Reducing Cloud Costs of Kubernetes Clusters

Published in

adidoescode

11 min readJun 28, 2024

Introduction

With the global economy facing challenges and environmental concerns growing, optimizing cloud resource usage has become a hot topic. By efficiently managing resources in Kubernetes clusters, companies can not only save money, but also reduce the clusters’ carbon footprint.

There are many great open-source tools that can help achieve that.

In this article, we will explain how we at adidas managed to reduce the costs of running Kubernetes clusters in AWS by up to 50%. We will talk about the tools we used, how we configured them, and the challenges we encountered during the early stages.

The article is intended for everyone who has experience with Kubernetes. While some details are AWS-specific, most of the things described in the article work with all cloud providers.

Interior of the adidas Flagship Store in London, from adidas archive

Getting cheaper EC2 instances

To lower the costs of EC2 instances, we started using Karpenter — a cluster autoscaler that provisions and removes nodes based on application demand. At the moment, it supports AWS only, although it may be possible to use it with other cloud providers in the future.

Karpenter allows the use of instances of various types and sizes and selects the most suitable instances to ensure the nodes are utilized as efficiently as possible. It would also remove underutilized nodes and move workloads to smaller and cheaper instance types whenever possible (this is called consolidation).

Another important feature of Karpenter is its ability to use spot instances. Spot instances in AWS are unused compute capacity that is offered at a significantly lower price compared to regular on-demand instances. Karpenter searches for spot instances with the lowest price and the lowest risk of interruption (i.e. the chance of being removed when AWS needs them back).
————————
■ The exercise: Continue the article on cutting Kubernetes cloud costs, starting after its last sentence.

■ Given information:
————————
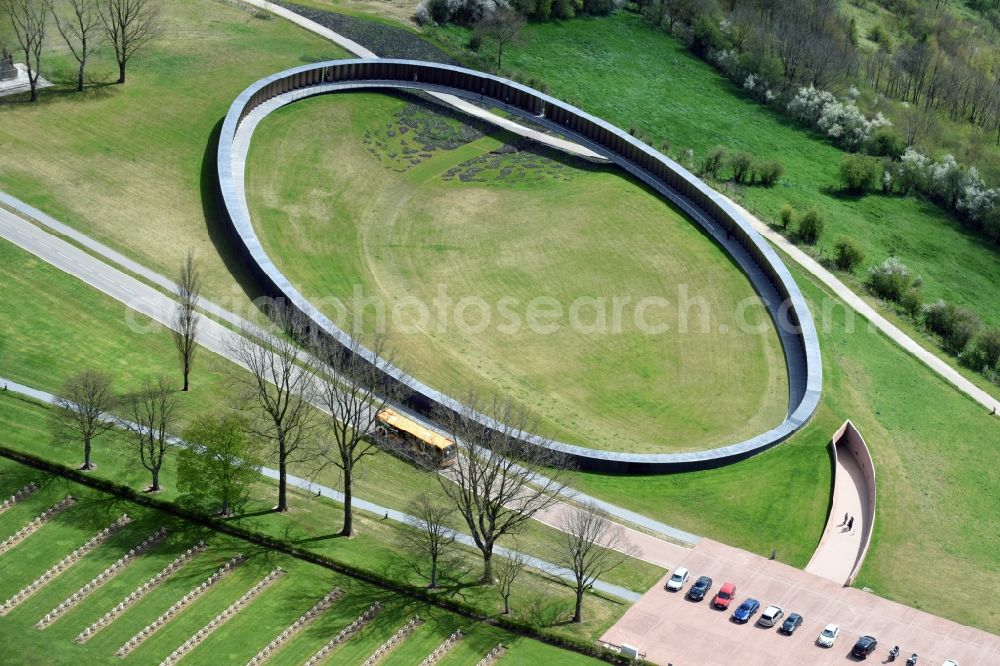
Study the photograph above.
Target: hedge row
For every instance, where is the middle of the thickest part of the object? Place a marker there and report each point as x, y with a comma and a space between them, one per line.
467, 610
————————
■ Expected output:
Creating VPAs automatically

Then, we focused on improving resource utilization for applications running in our clusters. This included optimizing container requests and limits, and adjusting the number of replicas when the applications are idle.

To optimize resource usage, we started creating Vertical Pod Autoscalers (VPAs) automatically for all workloads in development and staging clusters.
There are several tools that offer this functionality, but most either require a subscription or lack important customization options. We aimed for a solution that was free, flexible, and easy to maintain.

To generate default VPAs we decided to use Kyverno. Kyverno is a policy tool that allows to validate and change Kubernetes resources.
Kyverno is often used to improve application security, and we’ve already been using it for this exact purpose. Using a security tool to create VPAs might seem a bit non-conventional, but it worked great in this use case.

For each new Deployment, StatefulSet or DaemonSet our Kyverno policy checks the following:

Whether the resource already has an HPA or another VPA.
If automatic VPA creation is allowed for this resource and its namespace. We control this using a dedicated label.

If these conditions are met, Kyverno generates a new VPA for the resource.

The policy manifest is available on GitHub. Click here to view it.

Setting default values

However, there is one challenge: How should we configure the VPAs without knowing anything about the applications? While we want to save money, we also don’t want to break the applications.

VPA allows to control either resource requests only, or both requests and limits.
Adjusting requests only can help to better manage occasional resource usage spikes. Lower requests would lead to reduced costs, while original limits would help to prevent CPU throttling and OOM issues during spikes.
However, if user-defined limits are below what the application needs, a VPA that controls requests only will not be able to raise requests above those limits. In such cases, it might be beneficial to control both requests and limits.

Both approaches are valid and the choice depends on the use case. We decided to control requests only to avoid disruptions during usage spikes.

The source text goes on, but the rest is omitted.